- _Übungsaufgabe 1_
Schreiben Sie bitte aus den Einträgen die Zeilen unverändert ab: Beginnen Sie mit der Zeile, die „Category: child's hand“ enthält, und hören Sie nach der Zeile auf, die „[380,79,450,159]“ enthält.

- _Lesetext_
★ ★ ★ ★ ★
Tesla Grünheide: Konzern hält an Werksausbau fest, Belegschaft wählt Betriebsrat

Musk zieht durch

Tesla-Chef Elon Musk mache sich nach „dem Anschlag auf die Stromversorgung“ der Autofabrik im brandenburgischen Grünheide „persönlich ein Bild von der Lage“ – so oder so ähnlich berichteten deutsche Medien in der vergangenen Woche. Bei seinem „Überraschungsbesuch“ trug Musk seinen Sohn auf den Schultern und wurde laut „Business Insider“ von der Belegschaft „mit Jubel und ‚Elon‘-Rufen begrüßt.

Es gab einige Themen, die den Tesla-Chef zu einem Besuch in Brandenburg bewegten. Da wäre zum einen der Protest gegen die Erweiterung seiner „Gigafactory“ in Grünheide. In einer Befragung hatte sich eine klare Mehrheit der Anwohnerinnen und Anwohner dagegen ausgesprochen. Kein Grund für Tesla, nicht trotzdem den Ausbau zu planen. Tesla habe „die Pläne für die Erweiterung seines Werkgeländes überdacht“, meldete „rbb24“ Ende letzter Woche. Der Autokonzern wolle nun 47 statt 100 Hektar Wald roden. Auch die Politik ist damit zufrieden: Arne Christiani, Bürgermeister von Grünheide, kündigte bereits einen neuen Bebauungsplan an, für den er Unterstützung forderte. Die Pläne des US-Elektroautoherstellers seien auf „ein geringes Maß reduziert“ worden, so Christiani. Seit Donnerstag (nach Redaktionsschluss) sollte der Bebauungsplan öffentlich ausliegen, dann sollen Gemeindevertreter darüber abstimmen.
★ ★ ★ ★ ★
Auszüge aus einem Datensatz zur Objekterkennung
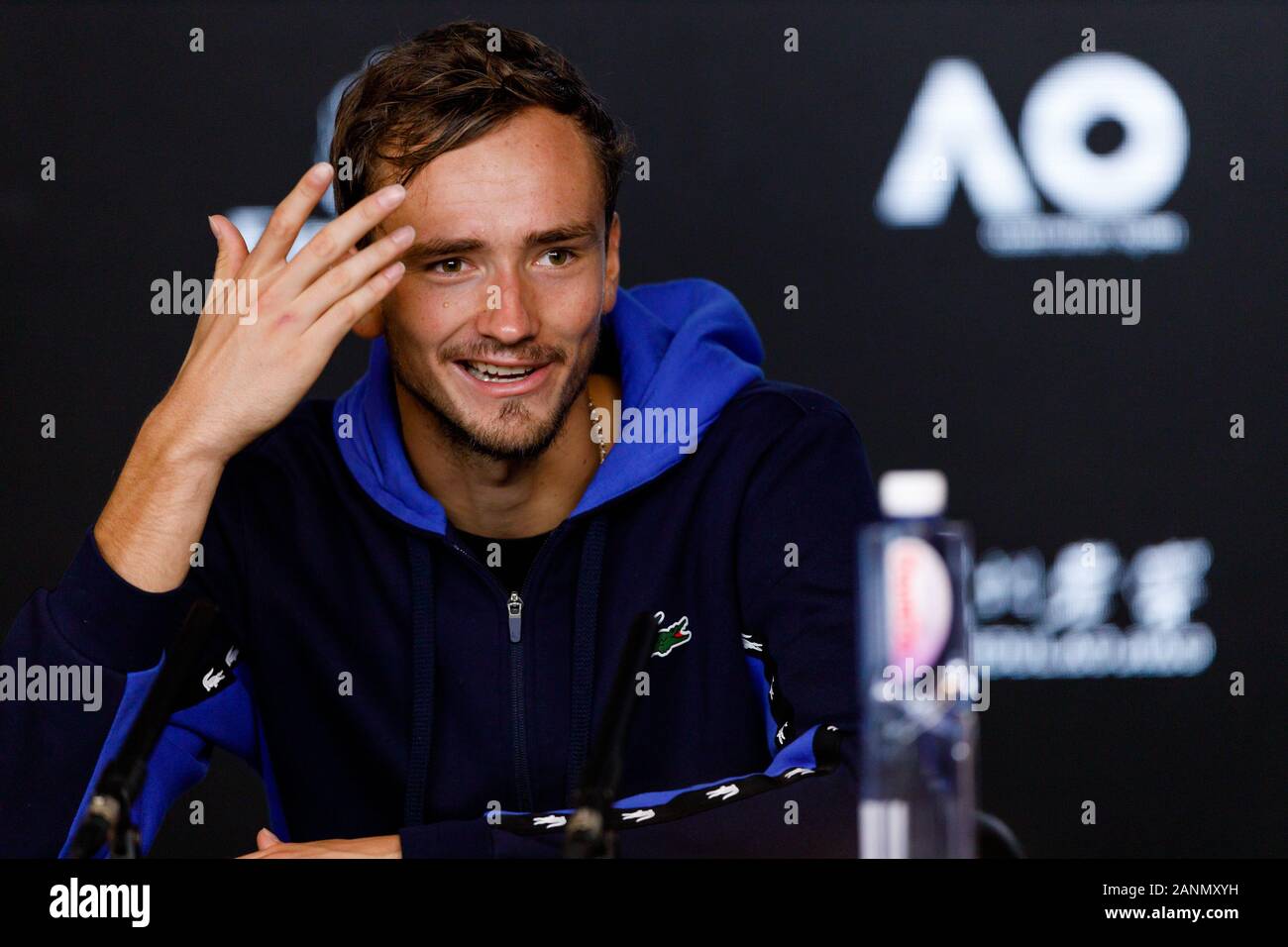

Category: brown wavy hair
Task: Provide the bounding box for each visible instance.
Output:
[331,20,631,243]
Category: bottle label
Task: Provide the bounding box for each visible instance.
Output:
[885,536,953,668]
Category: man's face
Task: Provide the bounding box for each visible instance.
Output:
[366,108,619,458]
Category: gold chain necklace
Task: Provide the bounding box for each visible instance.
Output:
[587,385,608,466]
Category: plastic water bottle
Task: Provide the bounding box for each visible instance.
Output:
[858,471,987,858]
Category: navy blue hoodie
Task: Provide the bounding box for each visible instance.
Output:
[0,279,877,857]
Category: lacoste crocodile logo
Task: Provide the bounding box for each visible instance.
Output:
[653,612,693,657]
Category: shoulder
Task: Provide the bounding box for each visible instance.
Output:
[226,399,343,485]
[712,378,860,442]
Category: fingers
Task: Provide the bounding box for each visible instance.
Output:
[274,184,407,299]
[305,261,407,349]
[250,162,331,274]
[293,227,416,327]
[210,214,250,279]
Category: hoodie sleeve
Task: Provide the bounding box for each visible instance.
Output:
[400,395,879,858]
[0,466,254,858]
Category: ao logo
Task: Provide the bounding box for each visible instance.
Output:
[875,53,1189,252]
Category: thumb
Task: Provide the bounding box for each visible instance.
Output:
[210,214,250,279]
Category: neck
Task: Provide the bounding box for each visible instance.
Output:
[394,374,613,539]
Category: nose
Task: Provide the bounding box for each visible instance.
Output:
[476,273,538,346]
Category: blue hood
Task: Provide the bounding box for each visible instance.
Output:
[332,279,764,533]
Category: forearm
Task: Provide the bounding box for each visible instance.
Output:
[94,402,224,591]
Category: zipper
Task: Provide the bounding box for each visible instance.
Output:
[445,530,568,811]
[505,591,523,644]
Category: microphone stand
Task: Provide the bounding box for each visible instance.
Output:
[68,599,222,858]
[563,612,657,858]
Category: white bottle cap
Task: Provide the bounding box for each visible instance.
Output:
[877,471,948,518]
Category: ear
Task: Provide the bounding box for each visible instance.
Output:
[604,210,622,312]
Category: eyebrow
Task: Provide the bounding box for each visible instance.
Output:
[403,220,596,261]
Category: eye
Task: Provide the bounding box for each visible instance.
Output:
[426,257,465,275]
[541,248,577,269]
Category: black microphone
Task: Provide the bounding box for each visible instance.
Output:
[68,599,223,858]
[563,612,657,858]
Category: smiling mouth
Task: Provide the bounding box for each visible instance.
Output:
[458,361,542,385]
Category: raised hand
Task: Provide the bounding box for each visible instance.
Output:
[94,163,415,591]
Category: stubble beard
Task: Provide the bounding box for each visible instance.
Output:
[385,322,599,460]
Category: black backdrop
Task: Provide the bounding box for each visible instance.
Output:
[0,3,1288,856]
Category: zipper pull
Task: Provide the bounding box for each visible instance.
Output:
[505,591,523,643]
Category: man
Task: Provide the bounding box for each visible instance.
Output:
[0,22,876,857]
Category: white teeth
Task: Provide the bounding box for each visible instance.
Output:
[467,362,536,384]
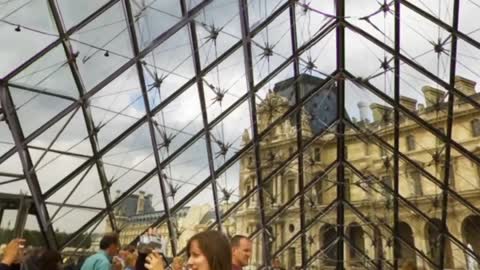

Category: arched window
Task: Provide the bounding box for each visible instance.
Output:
[407,135,415,151]
[410,170,423,196]
[287,178,295,200]
[425,218,453,268]
[470,119,480,137]
[320,224,337,266]
[348,222,365,265]
[397,222,417,265]
[313,147,322,162]
[462,215,480,263]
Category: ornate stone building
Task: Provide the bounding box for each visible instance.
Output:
[236,76,480,269]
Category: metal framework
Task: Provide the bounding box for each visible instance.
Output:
[0,0,480,269]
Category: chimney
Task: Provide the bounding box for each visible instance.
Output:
[143,193,153,214]
[137,191,145,215]
[422,85,445,107]
[400,96,417,112]
[455,76,477,96]
[357,101,368,123]
[370,103,393,122]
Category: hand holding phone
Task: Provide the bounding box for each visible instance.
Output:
[2,238,25,265]
[145,252,165,270]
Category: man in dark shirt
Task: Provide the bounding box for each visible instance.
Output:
[231,235,252,270]
[0,239,25,270]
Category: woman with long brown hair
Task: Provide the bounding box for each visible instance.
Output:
[145,231,232,270]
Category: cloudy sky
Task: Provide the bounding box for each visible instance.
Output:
[0,0,480,243]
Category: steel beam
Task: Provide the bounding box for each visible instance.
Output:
[433,0,460,269]
[288,1,307,268]
[394,1,401,269]
[335,0,348,270]
[48,0,117,231]
[0,81,57,249]
[238,0,271,264]
[180,0,223,231]
[123,0,177,256]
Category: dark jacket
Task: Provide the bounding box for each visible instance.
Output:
[0,263,20,270]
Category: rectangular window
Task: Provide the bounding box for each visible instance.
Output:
[313,148,322,161]
[439,165,455,189]
[315,179,323,205]
[471,119,480,137]
[345,177,351,200]
[287,179,295,200]
[407,135,415,151]
[288,247,297,269]
[410,171,423,196]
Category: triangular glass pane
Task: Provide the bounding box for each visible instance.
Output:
[89,67,145,148]
[9,87,73,136]
[129,0,182,49]
[112,175,166,244]
[0,0,58,78]
[28,108,92,156]
[47,162,106,208]
[55,0,108,30]
[203,49,248,121]
[143,27,195,104]
[152,86,203,158]
[29,149,86,193]
[163,137,211,205]
[102,124,156,193]
[70,3,133,90]
[210,101,251,169]
[252,11,292,83]
[195,2,241,67]
[0,176,30,195]
[9,45,79,99]
[47,204,100,244]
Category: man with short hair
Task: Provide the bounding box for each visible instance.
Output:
[230,235,252,270]
[81,234,122,270]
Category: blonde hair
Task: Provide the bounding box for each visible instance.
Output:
[172,256,185,267]
[125,253,137,267]
[402,261,417,270]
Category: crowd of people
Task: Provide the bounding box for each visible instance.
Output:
[0,229,260,270]
[0,229,416,270]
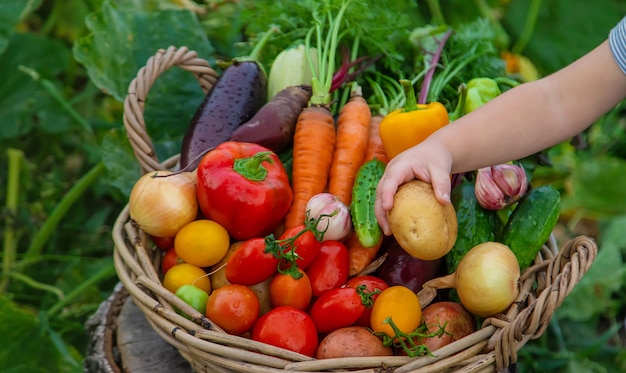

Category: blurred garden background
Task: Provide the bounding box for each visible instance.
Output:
[0,0,626,372]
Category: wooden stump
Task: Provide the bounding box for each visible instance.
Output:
[83,284,193,373]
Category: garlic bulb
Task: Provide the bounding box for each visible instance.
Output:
[306,193,352,241]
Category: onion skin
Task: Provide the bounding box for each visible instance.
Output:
[418,242,521,317]
[455,242,520,317]
[128,171,198,237]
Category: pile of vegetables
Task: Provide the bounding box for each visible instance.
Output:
[124,1,559,359]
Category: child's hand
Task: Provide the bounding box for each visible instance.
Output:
[375,140,452,235]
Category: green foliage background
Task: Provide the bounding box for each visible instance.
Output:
[0,0,626,372]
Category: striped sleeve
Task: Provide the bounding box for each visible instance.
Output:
[609,17,626,74]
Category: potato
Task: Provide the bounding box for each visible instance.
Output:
[416,301,476,352]
[315,326,393,359]
[387,180,458,260]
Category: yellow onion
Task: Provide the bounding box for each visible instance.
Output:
[129,171,198,237]
[420,242,520,317]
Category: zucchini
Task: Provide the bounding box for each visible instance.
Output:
[350,158,385,247]
[445,182,499,273]
[500,185,561,270]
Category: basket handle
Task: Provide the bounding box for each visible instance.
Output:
[124,46,218,174]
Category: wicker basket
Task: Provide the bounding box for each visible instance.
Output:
[113,47,597,373]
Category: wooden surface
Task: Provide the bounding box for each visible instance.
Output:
[83,285,193,373]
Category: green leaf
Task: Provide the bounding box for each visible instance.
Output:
[0,33,72,139]
[562,156,626,215]
[503,0,626,74]
[555,215,626,321]
[0,295,80,373]
[0,0,41,54]
[102,130,141,197]
[73,1,213,101]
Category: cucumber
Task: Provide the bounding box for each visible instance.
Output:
[350,158,385,247]
[445,182,499,273]
[499,185,561,270]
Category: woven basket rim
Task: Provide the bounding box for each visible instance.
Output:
[112,46,597,373]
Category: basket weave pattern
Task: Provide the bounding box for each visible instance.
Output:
[113,47,597,373]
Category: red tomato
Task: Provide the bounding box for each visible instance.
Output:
[269,268,312,310]
[251,306,319,357]
[279,225,321,269]
[224,237,278,286]
[309,287,365,333]
[206,284,261,335]
[306,240,350,297]
[161,248,185,274]
[346,276,389,328]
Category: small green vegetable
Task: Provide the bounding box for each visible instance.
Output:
[463,78,502,114]
[350,158,385,247]
[445,182,498,273]
[500,185,561,270]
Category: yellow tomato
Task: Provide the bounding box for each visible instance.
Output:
[174,219,230,267]
[163,263,211,294]
[370,285,422,337]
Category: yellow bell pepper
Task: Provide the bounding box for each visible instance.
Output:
[380,79,450,159]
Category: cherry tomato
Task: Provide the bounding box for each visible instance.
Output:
[279,225,321,269]
[225,237,278,286]
[163,263,211,294]
[206,284,261,335]
[269,268,313,310]
[309,287,365,333]
[150,236,174,251]
[306,240,350,297]
[370,285,422,337]
[346,275,389,328]
[161,248,184,274]
[251,306,319,357]
[174,219,230,267]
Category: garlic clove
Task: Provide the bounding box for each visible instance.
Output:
[474,167,507,210]
[306,193,352,241]
[491,163,528,199]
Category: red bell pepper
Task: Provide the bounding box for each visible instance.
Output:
[197,141,293,240]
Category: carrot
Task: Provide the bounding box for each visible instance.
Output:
[285,106,336,229]
[328,88,372,206]
[285,1,350,229]
[363,114,389,164]
[345,232,383,276]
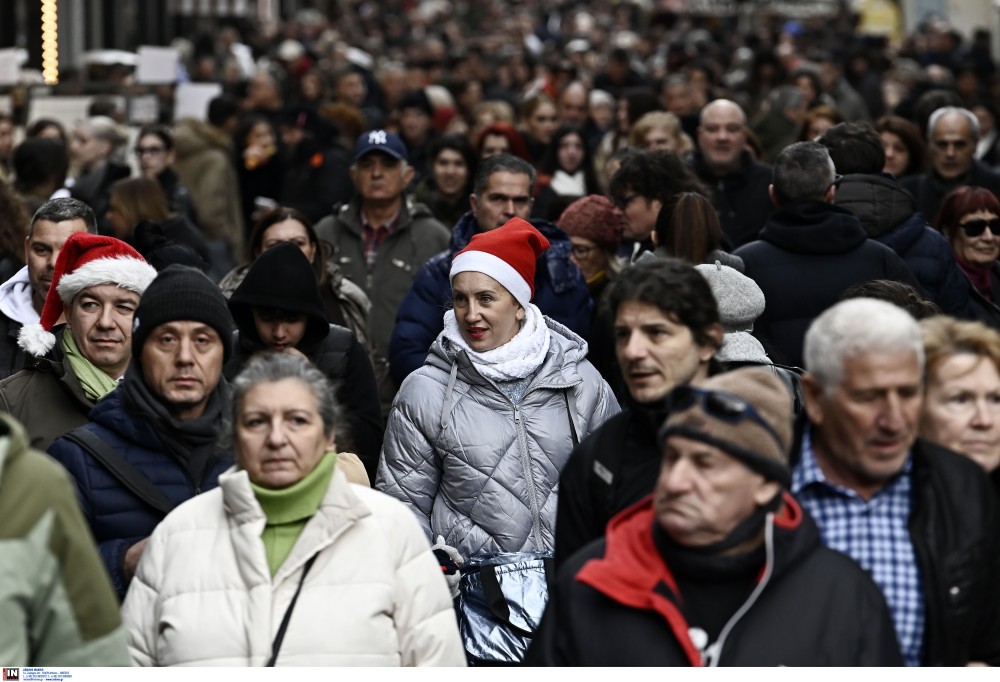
★ ★ ★ ★ ★
- _Übungsaufgabe 2_
Knüpfen Sie an den Text über das Tesla-Werk in Grünheide an und schreiben Sie ihn nach seinem letzten Satz weiter.

- _Schriftliche Antwort 1_
Category: child's hand
Task: Provide the bounding box for each visible instance.
Output:
[375,140,452,235]
Category: green foliage background
Task: Provide the bounding box for each visible instance.
Output:
[0,0,626,372]
Category: striped sleeve
Task: Provide the bounding box for each visible instance.
Output:
[609,17,626,74]
Category: potato
Task: Provide the bounding box for each visible instance.
Output:
[416,301,476,352]
[315,326,393,359]
[387,180,458,260]
Category: yellow onion
Task: Provide the bounding box for each visible instance.
Output:
[129,171,198,237]
[420,242,520,317]
Category: zucchini
Task: Provide the bounding box for each visible instance.
Output:
[350,158,385,247]
[445,182,499,273]
[500,185,561,270]
Category: basket handle
Task: Provide the bounding box for each visible instance.
Output:
[124,46,218,174]
Category: wicker basket
Task: Provide the bounding box for each visible instance.
Output:
[113,47,597,373]
Category: wooden surface
Task: Provide the bounding box for each visible instance.
Output:
[83,285,193,373]
Category: green leaf
Task: Provide the bounding box for each visible instance.
Output:
[0,33,72,139]
[562,156,626,215]
[503,0,626,74]
[555,215,626,321]
[0,295,80,373]
[0,0,41,54]
[102,130,141,197]
[73,1,213,101]
Category: cucumber
Task: Provide the bounding box for each visible instance.
Output:
[350,158,385,247]
[445,182,499,273]
[499,185,561,270]
Category: woven basket rim
Task: Provide the bounding box for each visible instance.
Output:
[112,46,597,373]
Category: basket weave pattern
Task: Provide the bounding box for each visible instance.
Output:
[113,47,597,373]
Category: red tomato
Task: Provide the bounding box for each visible instance.
Output:
[269,268,312,310]
[251,306,319,357]
[279,225,321,269]
[224,237,278,286]
[309,287,365,333]
[206,284,261,335]
[306,240,350,297]
[161,248,185,274]
[346,276,389,328]
Category: small green vegetable
Task: Provide the bounding box for each visible instance.
Output:
[463,78,502,114]
[350,158,385,247]
[445,182,498,273]
[500,185,561,270]
Category: yellow tomato
Task: Provide the bounding box for each visible instance.
Output:
[174,219,230,267]
[163,263,211,294]
[370,285,422,337]
Category: yellow bell pepper
Task: Provide the bounding box for each visible instance.
Output:
[380,79,450,159]

- _Schriftliche Antwort 2_
Dass das Votum der Bürgerbefragung ignoriert werden würde, war absehbar. Aktivisten hatten deshalb frühzeitig ein Protestcamp im an das Tesla-Werk angrenzenden Wald aufgeschlagen. Zu Redaktionsschluss war noch nicht bekannt, ob das Verwaltungsgericht in Potsdam eine Entfernung der Baumhäuser anordnet oder die Aktion fortgesetzt werden darf. Einer, der die Entscheidung kaum abwarten konnte, ist Brandenburgs Innenminister Michael Stübgen (CDU). Er hatte Tage zuvor bereits angekündigt, dass Verstöße gegen Auflagen eine Räumung des Camps nach sich ziehen könnten.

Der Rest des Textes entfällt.